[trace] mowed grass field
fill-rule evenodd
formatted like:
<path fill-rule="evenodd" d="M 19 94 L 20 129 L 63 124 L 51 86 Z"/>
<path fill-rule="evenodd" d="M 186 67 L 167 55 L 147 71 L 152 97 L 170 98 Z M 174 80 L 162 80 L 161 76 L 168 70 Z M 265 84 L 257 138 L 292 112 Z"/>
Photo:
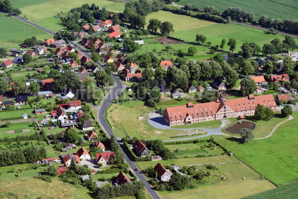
□ □ □ □ □ □ □
» DIRECTIONS:
Copy the rows above word for word, but leave the picture out of your answer.

» REPLY:
[trace] mowed grass field
fill-rule evenodd
formatted like:
<path fill-rule="evenodd" d="M 19 94 L 20 129 L 63 124 L 51 86 Z"/>
<path fill-rule="evenodd" d="M 186 67 L 167 55 L 147 71 L 152 97 L 170 98 Z M 174 80 L 162 80 L 161 76 L 168 70 Z M 265 84 L 257 138 L 292 112 Z"/>
Photo:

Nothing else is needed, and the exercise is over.